Source extract =>
=== Begin Enclosure ===

Recently, there have been abundant comments to suggest that such great and renowned creatives as William Shakespeare, Wolfgang Mozart, and some others had a thing with ADHD. Certain people even attributed the towering magnificence of their various careers to ADHD symptoms.

Before now, ADHD had been viewed generally with quite a terrible eye because its symptoms are thought to be synonymous with extreme abnormal behavior. However, a lot of people now have the impression that ADHD symptoms can boost the creative mind.

People with ADHD are more creative than the others

In a research study conducted to assess problem-solving initiatives in a group of college students, it was found that those who had ADHD tended to respond with better and more original ideas in contrast to those who didn’t have the disorder, who were more likely to respond with already existing, hackneyed ones.

Another research work published in the Journal of Creative Behavior gave similar evidence. In this study, 52 college students ( 26 with ADHD and 26 without ) were asked to perform two creativity tests. The first one involved drawing alien fruits different from those on Earth.

Students with ADHD were reported to have invented more original works than those without ADHD. And in the second test which demanded that the students invent product labels, ADHD students still found their way around those without the disorder. While this may get you wondering how these, perhaps, extreme attitudes associated with ADHD could actually do one any good at all,  certain groups had outlined reasons to support this claim, although the basis for these assumptions is not concrete.

For the fact that attention deficit hyperactivity disorder can bring about a whole lot of impulsive attitudes in a person, some people argue that it may amount to an increase in risk-taking ability as these set of people are often driven by the urge to try out something new each time, oftentimes not minding the risk involved.

=== End Enclosure ===

Reproduce the passage of the text on ADHD and creativity that begins with the words containing "In a research" and ends with "those on Earth.".

Extracted records =>
=== Begin Enclosure ===

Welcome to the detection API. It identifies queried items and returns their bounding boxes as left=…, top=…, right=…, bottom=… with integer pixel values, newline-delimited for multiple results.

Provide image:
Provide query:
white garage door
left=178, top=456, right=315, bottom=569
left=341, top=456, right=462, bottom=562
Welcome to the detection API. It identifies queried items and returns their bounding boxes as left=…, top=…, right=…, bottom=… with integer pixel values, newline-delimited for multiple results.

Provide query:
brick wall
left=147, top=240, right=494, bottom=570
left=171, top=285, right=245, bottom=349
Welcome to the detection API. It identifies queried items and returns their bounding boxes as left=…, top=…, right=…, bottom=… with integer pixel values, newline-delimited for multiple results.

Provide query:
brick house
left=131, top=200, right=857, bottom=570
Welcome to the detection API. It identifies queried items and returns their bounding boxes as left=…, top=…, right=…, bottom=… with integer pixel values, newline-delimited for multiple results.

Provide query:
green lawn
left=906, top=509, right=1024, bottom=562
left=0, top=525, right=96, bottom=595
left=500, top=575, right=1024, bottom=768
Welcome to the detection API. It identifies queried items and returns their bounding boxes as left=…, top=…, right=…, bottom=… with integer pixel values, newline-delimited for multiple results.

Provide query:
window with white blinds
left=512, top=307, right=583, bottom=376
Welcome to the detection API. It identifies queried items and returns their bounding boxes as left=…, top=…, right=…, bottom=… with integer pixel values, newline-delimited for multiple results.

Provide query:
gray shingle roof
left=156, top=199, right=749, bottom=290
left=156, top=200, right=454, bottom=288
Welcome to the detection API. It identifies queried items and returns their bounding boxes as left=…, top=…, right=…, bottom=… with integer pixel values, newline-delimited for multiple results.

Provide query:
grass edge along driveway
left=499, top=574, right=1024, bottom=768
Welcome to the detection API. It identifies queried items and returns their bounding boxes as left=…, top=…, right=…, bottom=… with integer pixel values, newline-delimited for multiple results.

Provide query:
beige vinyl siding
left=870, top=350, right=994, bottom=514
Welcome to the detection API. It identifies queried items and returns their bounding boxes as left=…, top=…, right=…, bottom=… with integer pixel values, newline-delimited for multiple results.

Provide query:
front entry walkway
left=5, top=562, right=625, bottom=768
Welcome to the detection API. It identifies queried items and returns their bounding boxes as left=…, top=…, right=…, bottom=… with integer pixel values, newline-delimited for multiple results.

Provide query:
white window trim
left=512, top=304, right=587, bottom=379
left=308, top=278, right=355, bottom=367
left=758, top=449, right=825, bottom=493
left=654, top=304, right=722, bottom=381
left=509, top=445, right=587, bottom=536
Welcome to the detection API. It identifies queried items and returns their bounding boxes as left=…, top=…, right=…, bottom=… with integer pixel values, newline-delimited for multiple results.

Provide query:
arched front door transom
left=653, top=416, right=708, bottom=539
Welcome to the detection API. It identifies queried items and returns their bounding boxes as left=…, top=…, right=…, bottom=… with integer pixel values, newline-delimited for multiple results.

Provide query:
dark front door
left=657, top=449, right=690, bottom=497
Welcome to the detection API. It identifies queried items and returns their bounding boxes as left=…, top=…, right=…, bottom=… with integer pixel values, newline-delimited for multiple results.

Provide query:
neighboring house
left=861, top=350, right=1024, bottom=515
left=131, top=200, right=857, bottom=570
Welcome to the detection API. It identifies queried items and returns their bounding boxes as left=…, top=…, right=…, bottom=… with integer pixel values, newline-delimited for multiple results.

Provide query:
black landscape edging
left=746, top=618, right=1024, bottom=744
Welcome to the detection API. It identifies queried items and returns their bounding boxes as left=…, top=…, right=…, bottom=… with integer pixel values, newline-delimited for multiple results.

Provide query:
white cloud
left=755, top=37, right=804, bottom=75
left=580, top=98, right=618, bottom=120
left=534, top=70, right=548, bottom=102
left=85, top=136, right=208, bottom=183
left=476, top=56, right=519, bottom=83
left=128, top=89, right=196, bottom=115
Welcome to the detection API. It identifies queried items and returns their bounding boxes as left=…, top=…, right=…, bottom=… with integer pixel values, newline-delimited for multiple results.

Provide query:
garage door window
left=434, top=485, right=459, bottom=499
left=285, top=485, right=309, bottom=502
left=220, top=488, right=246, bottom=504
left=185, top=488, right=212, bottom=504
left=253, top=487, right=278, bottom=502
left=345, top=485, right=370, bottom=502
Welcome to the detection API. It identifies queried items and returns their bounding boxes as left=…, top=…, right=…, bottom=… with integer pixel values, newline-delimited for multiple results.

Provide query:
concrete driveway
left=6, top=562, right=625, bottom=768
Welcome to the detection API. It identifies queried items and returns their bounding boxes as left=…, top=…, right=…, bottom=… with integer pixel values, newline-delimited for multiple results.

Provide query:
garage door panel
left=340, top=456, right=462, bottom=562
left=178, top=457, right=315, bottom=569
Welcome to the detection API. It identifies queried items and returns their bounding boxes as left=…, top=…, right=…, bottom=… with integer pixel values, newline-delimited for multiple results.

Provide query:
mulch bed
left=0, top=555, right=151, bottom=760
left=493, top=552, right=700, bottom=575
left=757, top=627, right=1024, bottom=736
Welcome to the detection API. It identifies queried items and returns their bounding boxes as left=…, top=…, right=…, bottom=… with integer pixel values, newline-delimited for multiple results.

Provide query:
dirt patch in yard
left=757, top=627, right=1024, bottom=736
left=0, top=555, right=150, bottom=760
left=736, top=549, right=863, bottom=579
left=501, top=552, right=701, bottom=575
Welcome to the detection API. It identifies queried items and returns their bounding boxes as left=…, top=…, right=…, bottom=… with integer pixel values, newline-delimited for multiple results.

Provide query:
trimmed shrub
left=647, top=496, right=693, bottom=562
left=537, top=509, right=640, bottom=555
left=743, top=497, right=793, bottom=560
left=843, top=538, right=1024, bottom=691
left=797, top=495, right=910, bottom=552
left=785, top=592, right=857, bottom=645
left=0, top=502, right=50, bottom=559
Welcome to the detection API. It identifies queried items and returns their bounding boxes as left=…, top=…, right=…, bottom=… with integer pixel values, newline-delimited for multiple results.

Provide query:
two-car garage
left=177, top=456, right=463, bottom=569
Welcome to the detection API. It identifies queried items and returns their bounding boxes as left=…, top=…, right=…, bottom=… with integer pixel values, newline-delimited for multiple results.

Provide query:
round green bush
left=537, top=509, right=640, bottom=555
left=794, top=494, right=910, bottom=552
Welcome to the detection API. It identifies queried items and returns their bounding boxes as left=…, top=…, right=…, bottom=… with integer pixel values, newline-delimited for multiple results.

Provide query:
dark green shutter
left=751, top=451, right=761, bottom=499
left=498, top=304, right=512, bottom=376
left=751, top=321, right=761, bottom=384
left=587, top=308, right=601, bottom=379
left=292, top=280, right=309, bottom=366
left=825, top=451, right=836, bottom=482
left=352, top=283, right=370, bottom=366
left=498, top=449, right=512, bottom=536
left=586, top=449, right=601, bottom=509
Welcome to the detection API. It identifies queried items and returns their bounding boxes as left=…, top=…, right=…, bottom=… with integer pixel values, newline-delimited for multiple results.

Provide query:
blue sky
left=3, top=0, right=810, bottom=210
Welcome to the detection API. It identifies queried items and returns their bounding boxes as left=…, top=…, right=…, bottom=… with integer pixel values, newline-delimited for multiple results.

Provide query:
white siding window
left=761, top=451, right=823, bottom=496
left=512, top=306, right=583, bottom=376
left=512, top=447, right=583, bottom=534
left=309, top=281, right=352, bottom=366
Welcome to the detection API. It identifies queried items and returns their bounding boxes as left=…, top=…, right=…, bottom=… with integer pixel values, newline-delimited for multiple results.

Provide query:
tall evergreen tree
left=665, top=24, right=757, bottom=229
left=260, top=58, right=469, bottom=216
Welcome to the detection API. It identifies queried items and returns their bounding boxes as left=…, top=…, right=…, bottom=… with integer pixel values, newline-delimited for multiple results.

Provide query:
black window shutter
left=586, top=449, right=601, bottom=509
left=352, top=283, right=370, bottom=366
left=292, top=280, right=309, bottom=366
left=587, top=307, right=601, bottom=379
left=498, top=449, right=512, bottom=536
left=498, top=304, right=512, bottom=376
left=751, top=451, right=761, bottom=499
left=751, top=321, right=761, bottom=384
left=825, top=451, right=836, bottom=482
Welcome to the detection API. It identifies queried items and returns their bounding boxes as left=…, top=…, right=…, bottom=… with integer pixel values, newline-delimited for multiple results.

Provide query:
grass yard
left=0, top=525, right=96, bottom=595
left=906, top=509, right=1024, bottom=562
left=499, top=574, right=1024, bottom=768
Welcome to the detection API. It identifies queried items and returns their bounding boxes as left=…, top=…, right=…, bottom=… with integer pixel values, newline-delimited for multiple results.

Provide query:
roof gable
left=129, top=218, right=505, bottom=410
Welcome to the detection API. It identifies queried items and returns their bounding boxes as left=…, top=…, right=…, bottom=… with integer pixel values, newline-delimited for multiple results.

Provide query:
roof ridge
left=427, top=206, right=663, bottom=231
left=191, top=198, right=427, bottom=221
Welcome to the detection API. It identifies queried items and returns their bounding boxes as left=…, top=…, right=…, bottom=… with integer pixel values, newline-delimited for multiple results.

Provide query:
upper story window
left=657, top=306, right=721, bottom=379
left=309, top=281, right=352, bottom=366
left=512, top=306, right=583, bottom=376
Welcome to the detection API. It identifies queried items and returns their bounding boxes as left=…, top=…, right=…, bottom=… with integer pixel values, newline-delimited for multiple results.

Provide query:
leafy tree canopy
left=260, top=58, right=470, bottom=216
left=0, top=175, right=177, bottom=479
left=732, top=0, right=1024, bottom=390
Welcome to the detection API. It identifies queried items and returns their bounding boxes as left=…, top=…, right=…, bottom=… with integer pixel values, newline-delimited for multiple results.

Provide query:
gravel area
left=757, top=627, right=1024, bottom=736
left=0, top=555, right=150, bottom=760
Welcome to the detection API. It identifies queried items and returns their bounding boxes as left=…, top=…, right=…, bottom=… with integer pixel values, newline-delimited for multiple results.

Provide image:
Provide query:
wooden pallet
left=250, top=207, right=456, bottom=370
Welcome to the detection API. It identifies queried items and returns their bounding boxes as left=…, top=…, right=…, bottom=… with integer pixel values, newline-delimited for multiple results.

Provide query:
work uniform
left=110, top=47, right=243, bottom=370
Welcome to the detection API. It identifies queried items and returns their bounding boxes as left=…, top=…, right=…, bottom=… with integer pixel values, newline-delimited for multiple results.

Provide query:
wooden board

=== End Enclosure ===

Solution for this task =>
In a research study conducted to assess problem-solving initiatives in a group of college students, it was found that those who had ADHD tended to respond with better and more original ideas in contrast to those who didn’t have the disorder, who were more likely to respond with already existing, hackneyed ones.

Another research work published in the Journal of Creative Behavior gave similar evidence. In this study, 52 college students ( 26 with ADHD and 26 without ) were asked to perform two creativity tests. The first one involved drawing alien fruits different from those on Earth.